* WHAT YOU WILL DO: Only one stretch of the records below is wanted: the lines from the one holding "hey friend, do me a solid and find the pavement" through the one holding "hey friend, do me a solid and find the building". Return it exactly, both ends included.

Data entries

=== Begin Enclosure ===

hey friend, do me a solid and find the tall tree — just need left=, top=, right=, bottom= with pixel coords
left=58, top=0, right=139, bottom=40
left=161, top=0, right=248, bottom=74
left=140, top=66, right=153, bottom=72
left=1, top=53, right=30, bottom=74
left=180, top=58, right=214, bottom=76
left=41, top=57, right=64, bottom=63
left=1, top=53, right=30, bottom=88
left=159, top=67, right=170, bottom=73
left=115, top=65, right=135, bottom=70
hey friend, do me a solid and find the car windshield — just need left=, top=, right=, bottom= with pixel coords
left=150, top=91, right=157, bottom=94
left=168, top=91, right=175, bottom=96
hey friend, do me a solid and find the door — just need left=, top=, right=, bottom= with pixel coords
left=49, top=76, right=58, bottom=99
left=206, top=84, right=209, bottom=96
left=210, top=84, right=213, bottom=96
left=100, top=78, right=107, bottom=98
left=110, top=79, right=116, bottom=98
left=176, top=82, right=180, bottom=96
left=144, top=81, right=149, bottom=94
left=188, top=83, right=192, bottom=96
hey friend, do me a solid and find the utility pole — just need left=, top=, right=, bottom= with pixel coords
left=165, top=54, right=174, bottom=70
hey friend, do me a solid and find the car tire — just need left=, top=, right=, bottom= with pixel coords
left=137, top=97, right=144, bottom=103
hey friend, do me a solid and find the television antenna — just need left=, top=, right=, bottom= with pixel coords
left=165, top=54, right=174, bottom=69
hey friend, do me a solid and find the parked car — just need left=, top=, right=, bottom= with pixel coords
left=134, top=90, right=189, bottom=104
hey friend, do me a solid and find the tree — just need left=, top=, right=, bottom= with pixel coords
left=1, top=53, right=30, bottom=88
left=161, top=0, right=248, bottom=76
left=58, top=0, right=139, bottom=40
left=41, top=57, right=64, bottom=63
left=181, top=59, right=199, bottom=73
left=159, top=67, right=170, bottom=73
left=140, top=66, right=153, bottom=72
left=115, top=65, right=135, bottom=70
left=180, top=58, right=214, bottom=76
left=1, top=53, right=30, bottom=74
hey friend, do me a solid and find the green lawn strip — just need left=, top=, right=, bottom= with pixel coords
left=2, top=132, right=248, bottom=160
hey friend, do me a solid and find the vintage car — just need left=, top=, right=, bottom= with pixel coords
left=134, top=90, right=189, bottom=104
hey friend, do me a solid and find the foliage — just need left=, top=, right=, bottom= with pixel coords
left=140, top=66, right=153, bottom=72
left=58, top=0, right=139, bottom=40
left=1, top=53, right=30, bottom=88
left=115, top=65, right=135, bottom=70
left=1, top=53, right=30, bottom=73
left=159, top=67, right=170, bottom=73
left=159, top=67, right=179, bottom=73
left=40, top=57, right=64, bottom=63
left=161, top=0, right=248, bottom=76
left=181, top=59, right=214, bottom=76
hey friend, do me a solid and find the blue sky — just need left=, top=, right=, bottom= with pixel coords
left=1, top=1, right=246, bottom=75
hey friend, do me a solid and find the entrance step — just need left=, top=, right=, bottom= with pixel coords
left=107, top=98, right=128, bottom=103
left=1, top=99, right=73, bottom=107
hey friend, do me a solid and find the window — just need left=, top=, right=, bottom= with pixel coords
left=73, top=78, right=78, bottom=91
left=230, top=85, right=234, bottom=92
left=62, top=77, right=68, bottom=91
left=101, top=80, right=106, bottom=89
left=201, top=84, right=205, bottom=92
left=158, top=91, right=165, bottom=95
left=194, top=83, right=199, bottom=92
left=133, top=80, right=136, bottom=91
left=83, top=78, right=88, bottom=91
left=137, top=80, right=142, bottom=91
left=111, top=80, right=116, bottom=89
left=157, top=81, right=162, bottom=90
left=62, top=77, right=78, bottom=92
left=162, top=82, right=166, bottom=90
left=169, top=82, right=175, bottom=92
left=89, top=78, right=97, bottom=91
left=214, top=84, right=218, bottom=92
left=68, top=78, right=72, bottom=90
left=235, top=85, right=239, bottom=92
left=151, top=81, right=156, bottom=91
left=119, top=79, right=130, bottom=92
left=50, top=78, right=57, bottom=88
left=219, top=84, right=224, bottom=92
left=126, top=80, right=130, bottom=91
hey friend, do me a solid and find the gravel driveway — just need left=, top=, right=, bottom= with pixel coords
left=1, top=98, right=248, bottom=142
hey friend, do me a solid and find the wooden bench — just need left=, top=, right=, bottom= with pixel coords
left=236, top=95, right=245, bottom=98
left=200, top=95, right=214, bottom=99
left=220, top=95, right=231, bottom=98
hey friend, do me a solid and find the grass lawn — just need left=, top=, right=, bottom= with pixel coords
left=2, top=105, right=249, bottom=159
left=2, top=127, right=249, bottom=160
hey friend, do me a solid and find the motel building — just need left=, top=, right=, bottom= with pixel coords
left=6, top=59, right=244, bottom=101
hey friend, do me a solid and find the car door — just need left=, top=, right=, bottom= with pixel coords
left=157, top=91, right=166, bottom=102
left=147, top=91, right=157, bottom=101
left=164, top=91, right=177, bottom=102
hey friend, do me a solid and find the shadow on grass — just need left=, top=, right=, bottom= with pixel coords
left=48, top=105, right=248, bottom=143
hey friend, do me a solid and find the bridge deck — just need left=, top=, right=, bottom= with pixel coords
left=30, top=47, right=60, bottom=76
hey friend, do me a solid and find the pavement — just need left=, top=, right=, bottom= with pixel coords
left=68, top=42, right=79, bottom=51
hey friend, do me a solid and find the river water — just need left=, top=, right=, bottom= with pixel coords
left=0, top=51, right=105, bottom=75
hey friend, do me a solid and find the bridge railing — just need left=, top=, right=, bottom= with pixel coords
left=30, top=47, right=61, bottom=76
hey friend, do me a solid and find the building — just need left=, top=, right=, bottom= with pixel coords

=== End Enclosure ===
=== Begin Enclosure ===

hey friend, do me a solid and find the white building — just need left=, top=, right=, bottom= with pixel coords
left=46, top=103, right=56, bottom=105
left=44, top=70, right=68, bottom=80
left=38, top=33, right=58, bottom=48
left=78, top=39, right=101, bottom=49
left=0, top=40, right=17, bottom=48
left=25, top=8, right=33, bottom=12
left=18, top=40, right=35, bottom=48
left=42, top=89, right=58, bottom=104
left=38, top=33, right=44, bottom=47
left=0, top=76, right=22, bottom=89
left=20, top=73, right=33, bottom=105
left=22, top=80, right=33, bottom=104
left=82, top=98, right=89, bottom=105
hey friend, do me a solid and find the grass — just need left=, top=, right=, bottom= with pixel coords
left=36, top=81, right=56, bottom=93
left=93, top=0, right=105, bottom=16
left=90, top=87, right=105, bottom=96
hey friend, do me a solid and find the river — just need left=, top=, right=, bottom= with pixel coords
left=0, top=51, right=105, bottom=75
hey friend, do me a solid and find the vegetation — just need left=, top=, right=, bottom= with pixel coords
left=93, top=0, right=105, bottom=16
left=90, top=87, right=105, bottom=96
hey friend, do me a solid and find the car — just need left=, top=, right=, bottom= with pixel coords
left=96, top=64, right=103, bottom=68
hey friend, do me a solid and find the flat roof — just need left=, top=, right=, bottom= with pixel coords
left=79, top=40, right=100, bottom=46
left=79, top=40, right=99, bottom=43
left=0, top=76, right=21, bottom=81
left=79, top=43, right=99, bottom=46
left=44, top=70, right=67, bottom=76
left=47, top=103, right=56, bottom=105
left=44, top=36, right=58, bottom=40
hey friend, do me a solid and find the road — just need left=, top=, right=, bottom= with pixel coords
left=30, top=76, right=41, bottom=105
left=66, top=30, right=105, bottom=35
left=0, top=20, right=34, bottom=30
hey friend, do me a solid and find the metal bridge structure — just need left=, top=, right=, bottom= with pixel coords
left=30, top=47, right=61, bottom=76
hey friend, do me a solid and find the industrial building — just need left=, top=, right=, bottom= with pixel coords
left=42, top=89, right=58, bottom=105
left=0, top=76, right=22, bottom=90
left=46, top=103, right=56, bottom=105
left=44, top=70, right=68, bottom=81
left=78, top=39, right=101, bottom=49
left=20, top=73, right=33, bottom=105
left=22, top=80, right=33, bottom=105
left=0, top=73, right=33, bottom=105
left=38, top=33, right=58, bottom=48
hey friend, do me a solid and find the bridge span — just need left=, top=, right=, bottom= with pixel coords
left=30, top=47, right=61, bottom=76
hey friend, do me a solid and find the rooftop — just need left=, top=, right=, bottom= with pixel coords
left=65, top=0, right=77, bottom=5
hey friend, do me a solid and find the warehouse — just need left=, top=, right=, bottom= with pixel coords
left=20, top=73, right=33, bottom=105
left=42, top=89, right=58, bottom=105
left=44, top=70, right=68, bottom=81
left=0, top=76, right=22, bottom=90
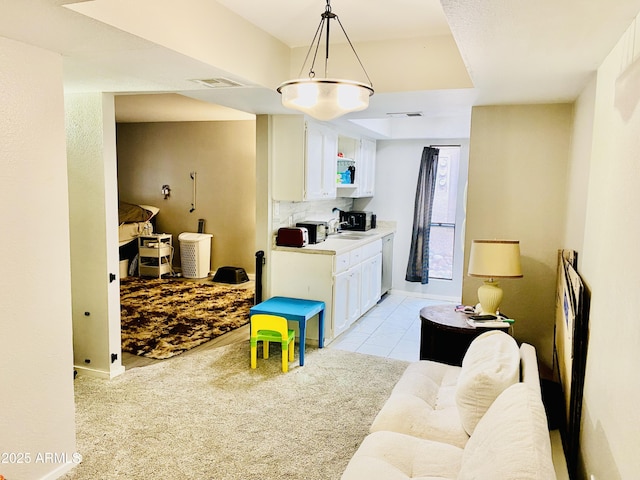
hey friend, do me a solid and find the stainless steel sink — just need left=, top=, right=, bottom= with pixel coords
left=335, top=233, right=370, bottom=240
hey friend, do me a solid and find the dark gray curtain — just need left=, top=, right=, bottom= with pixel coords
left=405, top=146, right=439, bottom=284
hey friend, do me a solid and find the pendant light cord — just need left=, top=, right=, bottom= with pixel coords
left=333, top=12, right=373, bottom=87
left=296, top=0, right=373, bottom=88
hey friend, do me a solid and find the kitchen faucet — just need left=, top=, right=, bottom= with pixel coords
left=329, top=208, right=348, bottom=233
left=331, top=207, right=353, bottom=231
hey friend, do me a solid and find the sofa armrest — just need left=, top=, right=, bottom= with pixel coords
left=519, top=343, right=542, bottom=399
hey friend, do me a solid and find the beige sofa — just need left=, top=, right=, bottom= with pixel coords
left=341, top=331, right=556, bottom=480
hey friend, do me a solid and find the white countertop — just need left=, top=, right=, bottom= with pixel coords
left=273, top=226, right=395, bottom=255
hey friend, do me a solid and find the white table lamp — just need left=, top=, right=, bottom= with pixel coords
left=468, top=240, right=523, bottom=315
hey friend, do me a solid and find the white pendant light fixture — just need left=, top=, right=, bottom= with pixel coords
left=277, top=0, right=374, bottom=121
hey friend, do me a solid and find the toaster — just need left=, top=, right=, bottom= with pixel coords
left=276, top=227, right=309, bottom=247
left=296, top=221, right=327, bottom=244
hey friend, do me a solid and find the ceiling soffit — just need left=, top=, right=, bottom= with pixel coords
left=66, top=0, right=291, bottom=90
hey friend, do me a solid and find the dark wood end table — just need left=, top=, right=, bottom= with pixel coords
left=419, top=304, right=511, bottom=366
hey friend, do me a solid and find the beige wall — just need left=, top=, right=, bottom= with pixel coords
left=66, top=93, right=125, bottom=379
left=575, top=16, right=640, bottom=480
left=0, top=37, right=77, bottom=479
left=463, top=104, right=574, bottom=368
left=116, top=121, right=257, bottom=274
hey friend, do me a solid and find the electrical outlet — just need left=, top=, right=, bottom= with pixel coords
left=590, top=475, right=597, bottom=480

=== End Enclosure ===

* ANSWER SPACE:
hey friend, do me a solid and find the pavement — just need left=, top=, right=, bottom= with pixel coords
left=68, top=42, right=79, bottom=51
hey friend, do me a solid and find the river water — just need left=, top=, right=, bottom= with pixel coords
left=0, top=51, right=105, bottom=75
hey friend, do me a solid and find the bridge railing — just need left=, top=, right=, bottom= with pixel coords
left=30, top=47, right=61, bottom=76
hey friend, do me a solid and find the building — just need left=, top=, right=, bottom= with pixel coords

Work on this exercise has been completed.